▸ **THE REQUEST**: Find each line below that contains the string "stone" and copy it out in full.
>> START DATA TO PROCESS
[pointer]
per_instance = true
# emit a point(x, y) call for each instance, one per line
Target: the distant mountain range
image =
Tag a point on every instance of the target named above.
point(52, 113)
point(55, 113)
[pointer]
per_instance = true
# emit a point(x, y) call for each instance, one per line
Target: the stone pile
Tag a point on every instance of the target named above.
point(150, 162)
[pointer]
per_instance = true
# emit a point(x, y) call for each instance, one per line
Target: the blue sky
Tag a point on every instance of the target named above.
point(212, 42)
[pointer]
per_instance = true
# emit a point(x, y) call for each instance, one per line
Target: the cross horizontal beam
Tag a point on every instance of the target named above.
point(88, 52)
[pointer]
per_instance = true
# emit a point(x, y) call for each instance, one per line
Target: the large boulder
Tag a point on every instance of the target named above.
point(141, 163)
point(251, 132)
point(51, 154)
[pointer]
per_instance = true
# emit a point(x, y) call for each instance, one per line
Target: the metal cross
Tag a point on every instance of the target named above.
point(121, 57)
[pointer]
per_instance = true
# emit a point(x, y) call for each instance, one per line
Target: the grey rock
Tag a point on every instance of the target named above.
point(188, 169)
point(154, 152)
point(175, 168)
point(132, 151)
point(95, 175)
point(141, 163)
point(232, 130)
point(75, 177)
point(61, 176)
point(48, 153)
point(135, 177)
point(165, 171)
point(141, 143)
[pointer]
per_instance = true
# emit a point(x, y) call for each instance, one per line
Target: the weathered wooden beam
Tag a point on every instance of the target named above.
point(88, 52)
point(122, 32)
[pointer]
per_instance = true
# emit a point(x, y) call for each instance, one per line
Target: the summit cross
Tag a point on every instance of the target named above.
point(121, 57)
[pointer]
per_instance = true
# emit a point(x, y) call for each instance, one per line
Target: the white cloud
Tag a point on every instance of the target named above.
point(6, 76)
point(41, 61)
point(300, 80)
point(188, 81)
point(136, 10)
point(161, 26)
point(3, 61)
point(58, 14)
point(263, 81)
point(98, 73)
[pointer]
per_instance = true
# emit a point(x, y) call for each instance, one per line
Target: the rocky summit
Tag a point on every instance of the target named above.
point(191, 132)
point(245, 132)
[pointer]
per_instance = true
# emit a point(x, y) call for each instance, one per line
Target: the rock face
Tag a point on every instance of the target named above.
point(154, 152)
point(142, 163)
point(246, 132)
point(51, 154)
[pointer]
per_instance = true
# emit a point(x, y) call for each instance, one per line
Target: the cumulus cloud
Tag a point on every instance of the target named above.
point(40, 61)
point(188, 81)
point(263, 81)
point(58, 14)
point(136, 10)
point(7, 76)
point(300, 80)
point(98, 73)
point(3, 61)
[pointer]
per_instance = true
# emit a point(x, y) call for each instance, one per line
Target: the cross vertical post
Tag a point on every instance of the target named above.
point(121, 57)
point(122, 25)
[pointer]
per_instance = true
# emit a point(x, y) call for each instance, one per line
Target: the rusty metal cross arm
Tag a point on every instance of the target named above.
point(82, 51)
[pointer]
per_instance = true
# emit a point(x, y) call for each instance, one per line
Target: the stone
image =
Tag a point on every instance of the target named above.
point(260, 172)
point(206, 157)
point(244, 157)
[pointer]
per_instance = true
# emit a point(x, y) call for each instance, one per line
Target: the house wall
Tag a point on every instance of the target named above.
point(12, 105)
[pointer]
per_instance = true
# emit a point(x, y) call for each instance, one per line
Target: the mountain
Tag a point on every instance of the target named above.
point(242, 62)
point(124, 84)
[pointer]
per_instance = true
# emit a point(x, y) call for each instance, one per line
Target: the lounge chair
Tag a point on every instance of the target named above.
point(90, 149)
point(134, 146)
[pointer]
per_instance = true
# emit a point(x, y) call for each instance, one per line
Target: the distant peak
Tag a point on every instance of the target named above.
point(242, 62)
>> END DATA TO PROCESS
▸ **SOLUTION TO THIS EXERCISE**:
Target: the stone pile
Target: the stone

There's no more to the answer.